DATA LISTING:
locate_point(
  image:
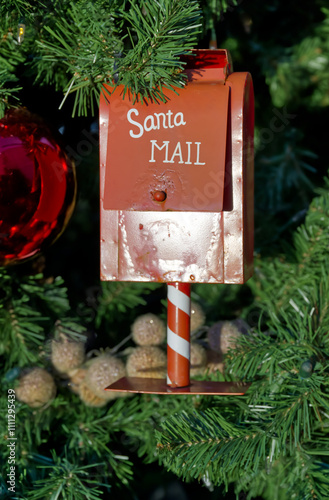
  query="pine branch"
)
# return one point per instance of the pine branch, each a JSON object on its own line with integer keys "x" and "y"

EXERCISE DESCRIPTION: In the copy, include no pictures; restate the listing above exactly.

FINISHED EXERCISE:
locate_point(
  image:
  query="pine branch"
)
# return one point per instance of the pine branch, each a JSON object on its own line with integer keys "x" and "y"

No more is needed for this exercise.